Exercise description =>
Copy every one of the records below word for word, leaving out the pictures.

Data listing =>
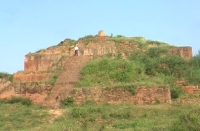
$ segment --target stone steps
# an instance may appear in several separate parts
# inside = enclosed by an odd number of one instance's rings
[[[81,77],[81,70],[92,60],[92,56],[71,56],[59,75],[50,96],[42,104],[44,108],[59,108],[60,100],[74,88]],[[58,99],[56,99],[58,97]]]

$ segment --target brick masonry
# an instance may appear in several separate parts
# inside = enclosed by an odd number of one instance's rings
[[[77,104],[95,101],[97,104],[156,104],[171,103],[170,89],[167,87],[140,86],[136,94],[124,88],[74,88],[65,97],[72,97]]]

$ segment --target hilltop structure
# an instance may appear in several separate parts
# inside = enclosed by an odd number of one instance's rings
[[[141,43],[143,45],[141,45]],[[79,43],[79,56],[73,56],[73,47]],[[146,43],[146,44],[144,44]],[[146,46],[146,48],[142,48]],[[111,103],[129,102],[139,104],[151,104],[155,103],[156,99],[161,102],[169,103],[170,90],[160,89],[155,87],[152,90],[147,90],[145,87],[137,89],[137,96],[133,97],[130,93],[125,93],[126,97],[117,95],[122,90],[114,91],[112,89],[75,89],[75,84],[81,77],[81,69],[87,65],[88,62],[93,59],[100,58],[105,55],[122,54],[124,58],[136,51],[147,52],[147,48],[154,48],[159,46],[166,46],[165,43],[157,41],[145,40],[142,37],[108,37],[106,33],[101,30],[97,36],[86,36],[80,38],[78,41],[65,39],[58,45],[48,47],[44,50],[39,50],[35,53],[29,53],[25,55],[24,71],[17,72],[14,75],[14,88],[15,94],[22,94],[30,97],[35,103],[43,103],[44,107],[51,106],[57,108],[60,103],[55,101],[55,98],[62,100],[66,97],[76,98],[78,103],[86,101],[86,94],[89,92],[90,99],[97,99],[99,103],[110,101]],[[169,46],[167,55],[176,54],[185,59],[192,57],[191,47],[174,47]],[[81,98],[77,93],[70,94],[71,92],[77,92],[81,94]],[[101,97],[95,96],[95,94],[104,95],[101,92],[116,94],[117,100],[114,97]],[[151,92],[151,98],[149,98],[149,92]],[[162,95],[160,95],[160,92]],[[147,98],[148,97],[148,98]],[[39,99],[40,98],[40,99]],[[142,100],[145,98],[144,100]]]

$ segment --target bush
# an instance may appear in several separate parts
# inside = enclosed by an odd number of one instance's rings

Reply to the exercise =>
$ segment --target stone steps
# an instance may appear in several separate parts
# inside = enclosed by an odd number of one instance's rings
[[[81,77],[81,70],[92,60],[92,56],[71,56],[59,75],[50,96],[42,104],[44,108],[59,108],[60,100],[74,88]],[[58,99],[56,99],[58,97]]]

$ segment --target brick masonry
# an instance may appear in several separate parts
# inside = enclosed by an odd number of one instance's rings
[[[77,104],[95,101],[97,104],[156,104],[171,103],[170,89],[167,87],[140,86],[136,94],[124,88],[74,88],[65,97],[72,97]]]

$ segment --target hilltop structure
# an instance may appear in several separate parts
# inside = enclosed by an odd number of one instance's rings
[[[141,43],[143,45],[141,45]],[[79,43],[79,56],[73,56],[73,47]],[[146,43],[146,44],[144,44]],[[146,46],[146,48],[142,48]],[[111,103],[129,102],[139,104],[151,104],[155,103],[156,99],[161,102],[169,103],[170,90],[160,89],[155,87],[152,90],[147,90],[145,87],[137,89],[137,96],[133,97],[130,93],[125,93],[126,97],[117,95],[122,90],[114,91],[112,89],[75,89],[75,84],[81,77],[81,69],[87,65],[88,62],[93,59],[100,58],[105,55],[122,54],[124,58],[136,51],[147,52],[147,48],[154,48],[159,46],[166,46],[165,43],[157,41],[145,40],[142,37],[108,37],[106,33],[101,30],[97,36],[86,36],[80,38],[78,41],[65,39],[58,45],[48,47],[44,50],[39,50],[35,53],[29,53],[25,55],[24,71],[17,72],[14,75],[14,88],[15,94],[22,94],[30,97],[35,103],[43,103],[44,107],[51,106],[57,108],[60,103],[55,101],[55,98],[62,100],[66,97],[76,98],[78,103],[86,101],[86,94],[89,92],[90,99],[97,99],[99,103],[110,101]],[[169,46],[167,55],[176,54],[185,59],[192,57],[191,47],[174,47]],[[81,98],[77,93],[70,94],[71,92],[77,92],[81,94]],[[101,97],[95,96],[95,94],[104,95],[101,92],[116,94],[117,100],[114,97]],[[151,92],[151,98],[149,98],[149,92]],[[162,95],[160,95],[160,92]],[[147,98],[148,97],[148,98]],[[39,99],[40,98],[40,99]],[[142,100],[145,98],[144,100]]]

$ segment --target bush
# an instance may appear in several separate parts
# inside = enclosed by an odd number of one instance's rings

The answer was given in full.